**** Seite

Das ist klar. In dem Fall mußt du normalerweise auch den mplayer neubauen und nicht die libgg, denn der mplayer ist gegen eine Version von libgg gelinkt, die auf Deinem System nicht (mehr) vorhanden ist. Allerdings ist das bei *.so.0 bissel komisch.

----------

## Simonheld

Ok jetzt gehts wieder ... ein "revdep-rebuild" hats diesmal getan ... was ich auch vorher schonmal probiert hatte, da hats nicht geklappt aber da war ja auch noch das pciutils problem ungelöst ... naja, herzlichen Dank jedenfalls !!!

----------

## nikaya

Zu der unsäglichen pciutils/USE=zlib-Geschichte habe ich noch folgendes gefunden:

http://ciaranm.org/show_post/142

Ziemlich strange.  :Shocked: 

----------

## trent

 *Simonheld wrote:*   

> Ok jetzt gehts wieder ... ein "revdep-rebuild" hats diesmal getan ... was ich auch vorher schonmal probiert hatte, da hats nicht geklappt aber da war ja auch noch das pciutils problem ungelöst ... naja, herzlichen Dank jedenfalls !!!

 

Emergen von mplayer brachte nichts, weil dieser libgg.so.0 nicht direkt verwendet, sondern gegen libgii.so.1 verlinkt.

Diese ist fehlerhaft gegen libgg.so.0 verlinkt gewesen. emerge libgii hätte es gebracht.

----------

********

### Aufgabe 1
Fasse die Seite oben in zwei Sätzen zusammen.
### Aufgabe 2
Beantworte diese Fragen zur Seite oben:
(a) Welcher Befehl hat laut Simonheld das Problem diesmal behoben?
(b) Zu welcher Geschichte hat nikaya noch etwas gefunden?
(c) Gegen welche Bibliothek ist mplayer laut trent verlinkt?

**** Gespeicherte Daten

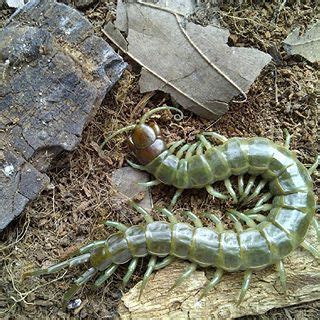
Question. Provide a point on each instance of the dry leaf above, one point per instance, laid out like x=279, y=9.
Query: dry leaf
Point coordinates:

********

### Richtige Ausgabe 1
Simonheld meldet, dass ein „revdep-rebuild“ das Problem diesmal gelöst hat, nachdem ein früherer Versuch gescheitert war, als das pciutils-Problem noch ungelöst war. Laut trent brachte das Emergen von mplayer nichts, weil mplayer gegen libgii.so.1 verlinkt ist und diese fehlerhaft gegen libgg.so.0 verlinkt war, sodass „emerge libgii“ geholfen hätte.

### Richtige Ausgabe 2
(a) „revdep-rebuild“
(b) Zu der pciutils/USE=zlib-Geschichte
(c) Gegen libgii.so.1